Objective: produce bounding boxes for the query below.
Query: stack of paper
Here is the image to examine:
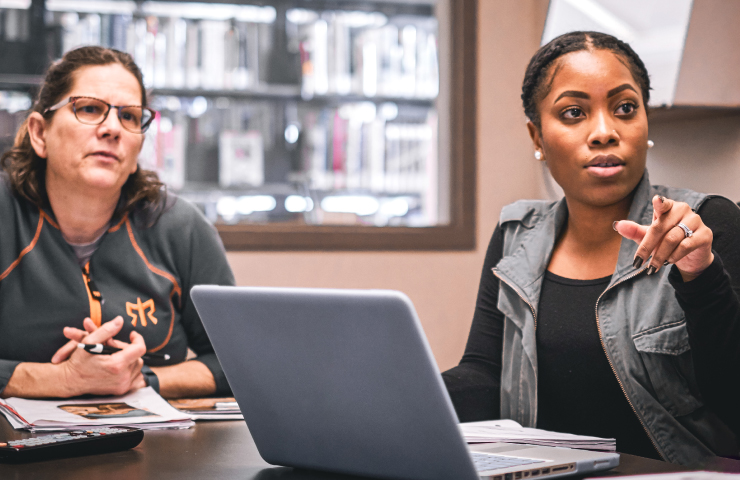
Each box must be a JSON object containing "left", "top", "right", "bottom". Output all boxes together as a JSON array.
[
  {"left": 168, "top": 397, "right": 243, "bottom": 421},
  {"left": 585, "top": 474, "right": 740, "bottom": 480},
  {"left": 460, "top": 419, "right": 616, "bottom": 452},
  {"left": 0, "top": 387, "right": 194, "bottom": 432}
]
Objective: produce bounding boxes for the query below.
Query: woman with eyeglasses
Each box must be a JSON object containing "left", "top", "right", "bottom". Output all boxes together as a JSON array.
[
  {"left": 0, "top": 46, "right": 234, "bottom": 399},
  {"left": 443, "top": 32, "right": 740, "bottom": 463}
]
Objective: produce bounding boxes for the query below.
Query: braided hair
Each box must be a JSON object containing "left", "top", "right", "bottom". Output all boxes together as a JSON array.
[{"left": 521, "top": 31, "right": 651, "bottom": 129}]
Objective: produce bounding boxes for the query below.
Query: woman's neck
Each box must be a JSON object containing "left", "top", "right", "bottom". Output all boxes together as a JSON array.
[
  {"left": 46, "top": 178, "right": 119, "bottom": 245},
  {"left": 564, "top": 196, "right": 632, "bottom": 248},
  {"left": 547, "top": 194, "right": 634, "bottom": 280}
]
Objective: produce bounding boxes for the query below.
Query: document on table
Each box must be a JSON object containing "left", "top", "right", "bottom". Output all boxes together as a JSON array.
[
  {"left": 459, "top": 419, "right": 616, "bottom": 452},
  {"left": 0, "top": 387, "right": 194, "bottom": 432},
  {"left": 167, "top": 397, "right": 244, "bottom": 421},
  {"left": 586, "top": 473, "right": 740, "bottom": 479}
]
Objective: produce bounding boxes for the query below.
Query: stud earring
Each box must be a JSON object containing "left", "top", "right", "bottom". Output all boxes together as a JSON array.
[
  {"left": 647, "top": 140, "right": 654, "bottom": 149},
  {"left": 534, "top": 151, "right": 542, "bottom": 160}
]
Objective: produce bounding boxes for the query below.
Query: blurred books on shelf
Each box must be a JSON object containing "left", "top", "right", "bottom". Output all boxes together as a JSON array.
[
  {"left": 1, "top": 7, "right": 30, "bottom": 42},
  {"left": 140, "top": 115, "right": 187, "bottom": 190},
  {"left": 45, "top": 2, "right": 438, "bottom": 99},
  {"left": 139, "top": 95, "right": 438, "bottom": 227},
  {"left": 0, "top": 91, "right": 32, "bottom": 156},
  {"left": 0, "top": 0, "right": 445, "bottom": 230},
  {"left": 291, "top": 8, "right": 438, "bottom": 100},
  {"left": 49, "top": 1, "right": 275, "bottom": 90},
  {"left": 219, "top": 130, "right": 265, "bottom": 188}
]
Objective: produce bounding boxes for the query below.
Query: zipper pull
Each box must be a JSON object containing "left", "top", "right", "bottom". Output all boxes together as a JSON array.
[{"left": 83, "top": 269, "right": 105, "bottom": 305}]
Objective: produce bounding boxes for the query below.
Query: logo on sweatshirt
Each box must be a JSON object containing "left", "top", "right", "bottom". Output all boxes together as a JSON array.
[{"left": 126, "top": 298, "right": 158, "bottom": 327}]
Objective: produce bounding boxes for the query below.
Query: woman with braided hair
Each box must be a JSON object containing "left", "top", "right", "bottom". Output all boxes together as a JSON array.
[{"left": 442, "top": 31, "right": 740, "bottom": 463}]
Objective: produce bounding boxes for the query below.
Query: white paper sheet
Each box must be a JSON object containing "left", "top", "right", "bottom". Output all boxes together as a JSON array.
[
  {"left": 459, "top": 419, "right": 616, "bottom": 452},
  {"left": 586, "top": 473, "right": 740, "bottom": 480},
  {"left": 0, "top": 387, "right": 194, "bottom": 432}
]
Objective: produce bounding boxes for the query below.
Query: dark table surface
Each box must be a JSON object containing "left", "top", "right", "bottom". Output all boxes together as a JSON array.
[{"left": 0, "top": 418, "right": 738, "bottom": 480}]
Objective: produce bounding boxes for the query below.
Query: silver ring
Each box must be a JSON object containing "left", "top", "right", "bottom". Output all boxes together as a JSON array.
[{"left": 677, "top": 222, "right": 693, "bottom": 238}]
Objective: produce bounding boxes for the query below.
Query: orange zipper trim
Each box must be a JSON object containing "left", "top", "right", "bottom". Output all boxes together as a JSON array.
[
  {"left": 107, "top": 215, "right": 127, "bottom": 233},
  {"left": 125, "top": 217, "right": 180, "bottom": 352},
  {"left": 39, "top": 210, "right": 59, "bottom": 230},
  {"left": 1, "top": 213, "right": 44, "bottom": 281},
  {"left": 595, "top": 266, "right": 665, "bottom": 460},
  {"left": 82, "top": 263, "right": 102, "bottom": 327}
]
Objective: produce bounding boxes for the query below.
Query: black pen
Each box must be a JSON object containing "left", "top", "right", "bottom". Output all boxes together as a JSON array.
[{"left": 77, "top": 343, "right": 171, "bottom": 361}]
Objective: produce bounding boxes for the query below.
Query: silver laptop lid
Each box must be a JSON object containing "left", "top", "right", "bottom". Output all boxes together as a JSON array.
[{"left": 191, "top": 286, "right": 480, "bottom": 480}]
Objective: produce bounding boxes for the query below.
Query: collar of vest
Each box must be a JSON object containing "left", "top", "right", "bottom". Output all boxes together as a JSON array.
[{"left": 494, "top": 170, "right": 708, "bottom": 304}]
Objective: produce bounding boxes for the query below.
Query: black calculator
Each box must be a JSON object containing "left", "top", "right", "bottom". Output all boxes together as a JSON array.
[{"left": 0, "top": 426, "right": 144, "bottom": 463}]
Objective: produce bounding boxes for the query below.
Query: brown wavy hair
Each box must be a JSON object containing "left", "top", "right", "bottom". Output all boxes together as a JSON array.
[{"left": 0, "top": 46, "right": 164, "bottom": 222}]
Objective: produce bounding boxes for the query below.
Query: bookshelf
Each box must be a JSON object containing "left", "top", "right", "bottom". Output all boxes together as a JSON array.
[{"left": 0, "top": 0, "right": 476, "bottom": 250}]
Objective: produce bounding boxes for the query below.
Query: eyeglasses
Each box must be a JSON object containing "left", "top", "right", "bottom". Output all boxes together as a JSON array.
[{"left": 44, "top": 96, "right": 157, "bottom": 134}]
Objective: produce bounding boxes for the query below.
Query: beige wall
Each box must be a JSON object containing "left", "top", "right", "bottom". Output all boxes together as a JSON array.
[
  {"left": 646, "top": 113, "right": 740, "bottom": 201},
  {"left": 226, "top": 0, "right": 550, "bottom": 371}
]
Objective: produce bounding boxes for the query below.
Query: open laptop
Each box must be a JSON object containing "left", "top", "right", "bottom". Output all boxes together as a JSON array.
[{"left": 191, "top": 286, "right": 619, "bottom": 480}]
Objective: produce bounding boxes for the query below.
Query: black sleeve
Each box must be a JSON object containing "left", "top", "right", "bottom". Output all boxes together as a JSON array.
[
  {"left": 0, "top": 178, "right": 21, "bottom": 395},
  {"left": 441, "top": 224, "right": 505, "bottom": 422},
  {"left": 0, "top": 360, "right": 20, "bottom": 396},
  {"left": 177, "top": 204, "right": 236, "bottom": 396},
  {"left": 668, "top": 196, "right": 740, "bottom": 433}
]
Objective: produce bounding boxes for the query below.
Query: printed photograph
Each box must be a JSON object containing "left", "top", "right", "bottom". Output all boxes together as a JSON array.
[{"left": 59, "top": 402, "right": 158, "bottom": 419}]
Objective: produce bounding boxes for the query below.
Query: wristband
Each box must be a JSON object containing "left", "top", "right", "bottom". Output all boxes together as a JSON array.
[{"left": 141, "top": 365, "right": 160, "bottom": 394}]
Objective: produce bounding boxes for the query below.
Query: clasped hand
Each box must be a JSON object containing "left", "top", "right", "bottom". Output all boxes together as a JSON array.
[
  {"left": 614, "top": 195, "right": 714, "bottom": 282},
  {"left": 50, "top": 316, "right": 147, "bottom": 397}
]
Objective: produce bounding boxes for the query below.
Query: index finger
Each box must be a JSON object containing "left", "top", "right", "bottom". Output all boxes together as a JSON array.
[
  {"left": 111, "top": 330, "right": 147, "bottom": 364},
  {"left": 63, "top": 326, "right": 89, "bottom": 342},
  {"left": 82, "top": 316, "right": 124, "bottom": 345},
  {"left": 82, "top": 317, "right": 99, "bottom": 334},
  {"left": 634, "top": 197, "right": 688, "bottom": 265},
  {"left": 52, "top": 337, "right": 82, "bottom": 364}
]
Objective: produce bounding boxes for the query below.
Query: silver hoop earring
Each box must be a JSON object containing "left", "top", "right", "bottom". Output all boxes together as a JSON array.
[
  {"left": 647, "top": 140, "right": 654, "bottom": 149},
  {"left": 534, "top": 151, "right": 542, "bottom": 160}
]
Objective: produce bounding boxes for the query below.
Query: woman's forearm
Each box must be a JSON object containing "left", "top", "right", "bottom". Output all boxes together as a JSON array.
[
  {"left": 671, "top": 254, "right": 740, "bottom": 366},
  {"left": 150, "top": 360, "right": 216, "bottom": 399},
  {"left": 1, "top": 358, "right": 215, "bottom": 400},
  {"left": 670, "top": 254, "right": 740, "bottom": 432},
  {"left": 1, "top": 362, "right": 73, "bottom": 399}
]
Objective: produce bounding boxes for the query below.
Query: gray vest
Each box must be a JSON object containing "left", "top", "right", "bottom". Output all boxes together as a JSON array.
[{"left": 494, "top": 172, "right": 737, "bottom": 464}]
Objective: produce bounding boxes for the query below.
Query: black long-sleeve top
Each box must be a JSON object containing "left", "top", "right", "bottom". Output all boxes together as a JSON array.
[{"left": 442, "top": 196, "right": 740, "bottom": 457}]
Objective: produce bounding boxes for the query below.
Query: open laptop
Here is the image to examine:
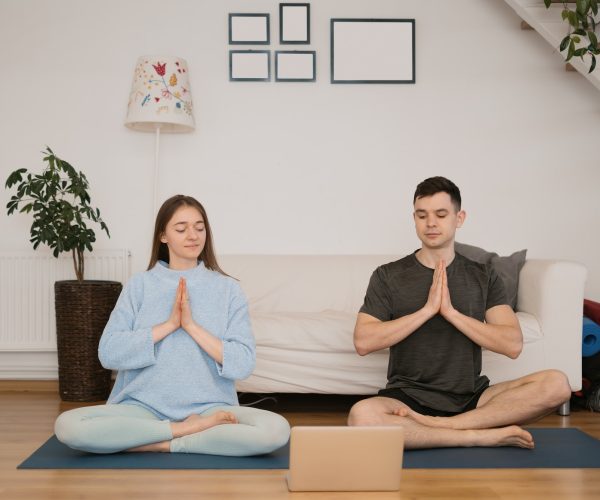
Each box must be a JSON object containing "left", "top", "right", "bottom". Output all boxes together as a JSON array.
[{"left": 286, "top": 426, "right": 404, "bottom": 492}]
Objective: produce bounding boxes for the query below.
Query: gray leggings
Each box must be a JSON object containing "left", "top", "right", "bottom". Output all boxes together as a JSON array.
[{"left": 54, "top": 404, "right": 290, "bottom": 456}]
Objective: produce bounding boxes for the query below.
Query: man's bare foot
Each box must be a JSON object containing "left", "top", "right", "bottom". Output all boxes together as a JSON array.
[
  {"left": 171, "top": 410, "right": 238, "bottom": 438},
  {"left": 469, "top": 425, "right": 534, "bottom": 449}
]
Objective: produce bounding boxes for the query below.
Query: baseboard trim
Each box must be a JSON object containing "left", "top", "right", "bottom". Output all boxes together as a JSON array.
[
  {"left": 0, "top": 351, "right": 58, "bottom": 380},
  {"left": 0, "top": 379, "right": 58, "bottom": 392}
]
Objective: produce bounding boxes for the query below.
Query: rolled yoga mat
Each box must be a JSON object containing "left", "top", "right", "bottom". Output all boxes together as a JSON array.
[{"left": 583, "top": 316, "right": 600, "bottom": 357}]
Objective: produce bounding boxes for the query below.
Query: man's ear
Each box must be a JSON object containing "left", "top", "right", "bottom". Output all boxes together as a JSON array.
[{"left": 456, "top": 210, "right": 466, "bottom": 228}]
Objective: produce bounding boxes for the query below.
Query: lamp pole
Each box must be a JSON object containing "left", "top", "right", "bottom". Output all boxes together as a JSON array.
[{"left": 154, "top": 125, "right": 161, "bottom": 214}]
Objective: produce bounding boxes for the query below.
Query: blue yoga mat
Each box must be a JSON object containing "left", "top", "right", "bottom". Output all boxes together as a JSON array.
[
  {"left": 582, "top": 316, "right": 600, "bottom": 357},
  {"left": 17, "top": 428, "right": 600, "bottom": 469}
]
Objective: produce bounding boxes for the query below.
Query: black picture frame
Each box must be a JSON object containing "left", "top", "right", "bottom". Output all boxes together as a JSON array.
[
  {"left": 279, "top": 3, "right": 310, "bottom": 44},
  {"left": 229, "top": 13, "right": 270, "bottom": 45},
  {"left": 275, "top": 50, "right": 316, "bottom": 82},
  {"left": 229, "top": 50, "right": 271, "bottom": 82},
  {"left": 330, "top": 19, "right": 415, "bottom": 84}
]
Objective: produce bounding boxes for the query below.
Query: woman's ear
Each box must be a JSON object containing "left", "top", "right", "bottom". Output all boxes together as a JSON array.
[{"left": 160, "top": 233, "right": 168, "bottom": 244}]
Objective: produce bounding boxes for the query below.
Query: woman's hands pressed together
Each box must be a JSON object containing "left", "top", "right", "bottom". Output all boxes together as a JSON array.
[
  {"left": 180, "top": 278, "right": 196, "bottom": 331},
  {"left": 151, "top": 277, "right": 225, "bottom": 364}
]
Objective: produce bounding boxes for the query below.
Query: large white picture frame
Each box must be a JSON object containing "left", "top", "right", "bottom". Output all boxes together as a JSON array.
[{"left": 331, "top": 19, "right": 415, "bottom": 84}]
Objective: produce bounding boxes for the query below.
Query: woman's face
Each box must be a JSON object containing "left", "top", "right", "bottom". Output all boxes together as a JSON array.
[{"left": 160, "top": 205, "right": 206, "bottom": 269}]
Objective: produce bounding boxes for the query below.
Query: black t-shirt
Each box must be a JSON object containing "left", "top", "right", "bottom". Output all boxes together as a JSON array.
[{"left": 359, "top": 251, "right": 508, "bottom": 412}]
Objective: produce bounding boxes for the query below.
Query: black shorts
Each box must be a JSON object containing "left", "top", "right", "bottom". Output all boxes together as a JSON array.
[{"left": 378, "top": 385, "right": 488, "bottom": 417}]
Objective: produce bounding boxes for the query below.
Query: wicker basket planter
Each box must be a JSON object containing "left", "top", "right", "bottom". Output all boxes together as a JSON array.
[{"left": 54, "top": 280, "right": 122, "bottom": 402}]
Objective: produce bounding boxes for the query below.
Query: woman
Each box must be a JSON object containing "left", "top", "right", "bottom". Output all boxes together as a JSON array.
[{"left": 55, "top": 195, "right": 290, "bottom": 455}]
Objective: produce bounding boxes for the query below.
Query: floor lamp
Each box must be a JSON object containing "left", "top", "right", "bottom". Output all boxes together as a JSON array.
[{"left": 124, "top": 55, "right": 195, "bottom": 213}]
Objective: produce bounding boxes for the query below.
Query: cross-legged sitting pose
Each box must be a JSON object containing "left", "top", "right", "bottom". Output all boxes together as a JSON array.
[
  {"left": 55, "top": 195, "right": 290, "bottom": 455},
  {"left": 348, "top": 177, "right": 571, "bottom": 449}
]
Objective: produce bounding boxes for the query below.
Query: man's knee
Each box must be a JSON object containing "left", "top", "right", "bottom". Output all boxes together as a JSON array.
[
  {"left": 348, "top": 398, "right": 385, "bottom": 426},
  {"left": 538, "top": 369, "right": 571, "bottom": 408}
]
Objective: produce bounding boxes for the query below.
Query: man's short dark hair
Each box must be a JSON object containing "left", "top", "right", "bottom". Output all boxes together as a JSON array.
[{"left": 413, "top": 176, "right": 461, "bottom": 211}]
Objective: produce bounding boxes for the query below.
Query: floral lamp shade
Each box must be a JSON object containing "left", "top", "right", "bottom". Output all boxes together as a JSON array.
[{"left": 125, "top": 55, "right": 195, "bottom": 133}]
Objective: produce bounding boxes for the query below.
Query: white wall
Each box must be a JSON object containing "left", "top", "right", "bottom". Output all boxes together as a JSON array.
[{"left": 1, "top": 0, "right": 599, "bottom": 301}]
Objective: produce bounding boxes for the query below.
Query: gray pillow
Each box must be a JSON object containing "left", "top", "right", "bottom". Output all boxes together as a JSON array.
[{"left": 455, "top": 242, "right": 527, "bottom": 310}]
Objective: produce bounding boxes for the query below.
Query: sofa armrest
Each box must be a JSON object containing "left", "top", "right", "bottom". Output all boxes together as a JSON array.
[{"left": 517, "top": 259, "right": 587, "bottom": 390}]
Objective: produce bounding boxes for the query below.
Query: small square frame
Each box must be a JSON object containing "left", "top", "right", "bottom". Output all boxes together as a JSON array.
[
  {"left": 229, "top": 50, "right": 271, "bottom": 81},
  {"left": 275, "top": 51, "right": 316, "bottom": 82},
  {"left": 279, "top": 3, "right": 310, "bottom": 44},
  {"left": 229, "top": 13, "right": 270, "bottom": 45},
  {"left": 331, "top": 19, "right": 415, "bottom": 84}
]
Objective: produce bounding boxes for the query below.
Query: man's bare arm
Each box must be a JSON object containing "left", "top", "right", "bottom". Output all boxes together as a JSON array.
[
  {"left": 443, "top": 304, "right": 523, "bottom": 359},
  {"left": 354, "top": 260, "right": 446, "bottom": 356},
  {"left": 353, "top": 309, "right": 434, "bottom": 356}
]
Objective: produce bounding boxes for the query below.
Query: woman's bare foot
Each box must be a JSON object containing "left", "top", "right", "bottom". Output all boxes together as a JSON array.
[
  {"left": 468, "top": 425, "right": 534, "bottom": 449},
  {"left": 127, "top": 441, "right": 171, "bottom": 453},
  {"left": 171, "top": 410, "right": 238, "bottom": 438}
]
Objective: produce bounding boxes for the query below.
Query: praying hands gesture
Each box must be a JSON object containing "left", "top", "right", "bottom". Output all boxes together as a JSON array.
[
  {"left": 151, "top": 278, "right": 224, "bottom": 363},
  {"left": 424, "top": 260, "right": 456, "bottom": 320},
  {"left": 165, "top": 277, "right": 195, "bottom": 332}
]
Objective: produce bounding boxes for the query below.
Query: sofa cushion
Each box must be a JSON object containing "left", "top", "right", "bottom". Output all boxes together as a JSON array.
[
  {"left": 455, "top": 242, "right": 527, "bottom": 310},
  {"left": 250, "top": 310, "right": 358, "bottom": 353},
  {"left": 250, "top": 309, "right": 540, "bottom": 355}
]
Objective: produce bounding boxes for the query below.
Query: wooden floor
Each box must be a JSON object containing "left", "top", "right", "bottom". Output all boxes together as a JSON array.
[{"left": 1, "top": 383, "right": 600, "bottom": 500}]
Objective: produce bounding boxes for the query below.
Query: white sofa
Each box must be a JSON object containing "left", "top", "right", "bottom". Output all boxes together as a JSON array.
[{"left": 218, "top": 256, "right": 587, "bottom": 395}]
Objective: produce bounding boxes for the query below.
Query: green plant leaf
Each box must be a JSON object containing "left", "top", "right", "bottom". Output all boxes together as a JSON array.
[
  {"left": 567, "top": 40, "right": 576, "bottom": 60},
  {"left": 590, "top": 54, "right": 597, "bottom": 72},
  {"left": 576, "top": 0, "right": 589, "bottom": 16},
  {"left": 560, "top": 35, "right": 571, "bottom": 51},
  {"left": 589, "top": 30, "right": 598, "bottom": 47},
  {"left": 591, "top": 0, "right": 598, "bottom": 16},
  {"left": 5, "top": 168, "right": 27, "bottom": 188},
  {"left": 568, "top": 10, "right": 580, "bottom": 28},
  {"left": 562, "top": 9, "right": 570, "bottom": 20},
  {"left": 20, "top": 203, "right": 33, "bottom": 214}
]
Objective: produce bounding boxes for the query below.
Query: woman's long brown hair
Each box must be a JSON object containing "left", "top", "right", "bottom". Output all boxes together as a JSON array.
[{"left": 147, "top": 195, "right": 227, "bottom": 276}]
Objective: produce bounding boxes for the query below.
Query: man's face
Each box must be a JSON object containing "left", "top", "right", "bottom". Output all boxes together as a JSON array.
[{"left": 413, "top": 192, "right": 465, "bottom": 250}]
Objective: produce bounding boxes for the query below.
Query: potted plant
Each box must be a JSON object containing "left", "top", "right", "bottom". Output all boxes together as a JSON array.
[{"left": 5, "top": 147, "right": 122, "bottom": 402}]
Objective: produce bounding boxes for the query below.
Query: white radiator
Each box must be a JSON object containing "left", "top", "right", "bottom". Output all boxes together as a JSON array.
[{"left": 0, "top": 249, "right": 130, "bottom": 351}]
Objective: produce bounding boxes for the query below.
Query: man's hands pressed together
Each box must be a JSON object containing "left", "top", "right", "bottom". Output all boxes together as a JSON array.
[{"left": 424, "top": 260, "right": 457, "bottom": 321}]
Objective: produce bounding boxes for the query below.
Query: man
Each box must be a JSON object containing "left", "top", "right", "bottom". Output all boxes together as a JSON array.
[{"left": 348, "top": 176, "right": 570, "bottom": 449}]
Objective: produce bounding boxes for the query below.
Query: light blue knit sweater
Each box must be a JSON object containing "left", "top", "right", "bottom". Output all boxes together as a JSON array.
[{"left": 98, "top": 261, "right": 255, "bottom": 421}]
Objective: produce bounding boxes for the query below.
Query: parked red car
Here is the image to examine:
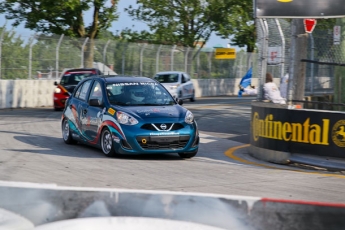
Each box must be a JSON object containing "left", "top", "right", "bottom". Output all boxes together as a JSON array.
[{"left": 53, "top": 68, "right": 102, "bottom": 110}]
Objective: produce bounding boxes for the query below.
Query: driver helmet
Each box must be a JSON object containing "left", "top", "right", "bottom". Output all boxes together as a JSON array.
[{"left": 129, "top": 87, "right": 146, "bottom": 101}]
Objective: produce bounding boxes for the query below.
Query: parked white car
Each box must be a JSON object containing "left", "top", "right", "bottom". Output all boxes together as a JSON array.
[{"left": 153, "top": 71, "right": 195, "bottom": 102}]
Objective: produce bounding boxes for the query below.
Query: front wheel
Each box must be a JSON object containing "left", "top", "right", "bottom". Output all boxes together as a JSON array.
[
  {"left": 178, "top": 151, "right": 197, "bottom": 159},
  {"left": 101, "top": 128, "right": 117, "bottom": 157},
  {"left": 62, "top": 119, "right": 77, "bottom": 144}
]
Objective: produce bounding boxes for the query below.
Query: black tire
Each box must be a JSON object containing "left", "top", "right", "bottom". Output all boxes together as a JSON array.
[
  {"left": 101, "top": 128, "right": 117, "bottom": 157},
  {"left": 178, "top": 151, "right": 197, "bottom": 159},
  {"left": 54, "top": 107, "right": 62, "bottom": 111},
  {"left": 179, "top": 91, "right": 183, "bottom": 100},
  {"left": 62, "top": 119, "right": 77, "bottom": 144},
  {"left": 190, "top": 91, "right": 195, "bottom": 102}
]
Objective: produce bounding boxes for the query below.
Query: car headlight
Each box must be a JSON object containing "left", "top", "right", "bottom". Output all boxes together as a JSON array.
[
  {"left": 54, "top": 88, "right": 61, "bottom": 93},
  {"left": 170, "top": 84, "right": 179, "bottom": 90},
  {"left": 185, "top": 110, "right": 194, "bottom": 124},
  {"left": 116, "top": 111, "right": 138, "bottom": 125}
]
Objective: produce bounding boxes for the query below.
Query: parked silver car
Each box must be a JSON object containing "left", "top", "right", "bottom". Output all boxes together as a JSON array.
[{"left": 154, "top": 71, "right": 195, "bottom": 102}]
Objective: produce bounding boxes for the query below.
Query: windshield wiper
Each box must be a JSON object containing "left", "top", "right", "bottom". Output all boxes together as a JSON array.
[
  {"left": 141, "top": 103, "right": 171, "bottom": 106},
  {"left": 112, "top": 102, "right": 129, "bottom": 106}
]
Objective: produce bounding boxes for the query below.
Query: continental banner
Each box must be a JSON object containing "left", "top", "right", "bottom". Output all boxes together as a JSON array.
[{"left": 251, "top": 104, "right": 345, "bottom": 158}]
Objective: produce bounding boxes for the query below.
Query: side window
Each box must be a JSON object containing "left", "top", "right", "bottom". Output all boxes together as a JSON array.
[
  {"left": 184, "top": 74, "right": 190, "bottom": 81},
  {"left": 89, "top": 81, "right": 103, "bottom": 104},
  {"left": 182, "top": 74, "right": 187, "bottom": 83},
  {"left": 78, "top": 80, "right": 92, "bottom": 101},
  {"left": 74, "top": 84, "right": 83, "bottom": 98}
]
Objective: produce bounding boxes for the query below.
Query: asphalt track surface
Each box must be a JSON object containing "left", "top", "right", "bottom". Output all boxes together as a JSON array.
[{"left": 1, "top": 96, "right": 345, "bottom": 203}]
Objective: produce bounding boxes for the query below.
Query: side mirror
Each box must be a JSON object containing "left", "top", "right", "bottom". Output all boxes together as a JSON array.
[
  {"left": 54, "top": 81, "right": 58, "bottom": 86},
  {"left": 89, "top": 99, "right": 102, "bottom": 107}
]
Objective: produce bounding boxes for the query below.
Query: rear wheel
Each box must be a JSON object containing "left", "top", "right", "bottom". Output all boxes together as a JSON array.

-- What you need to do --
Copy whichever lines above contain the string "vest".

-- The answer --
Query: collar of vest
Query: gray vest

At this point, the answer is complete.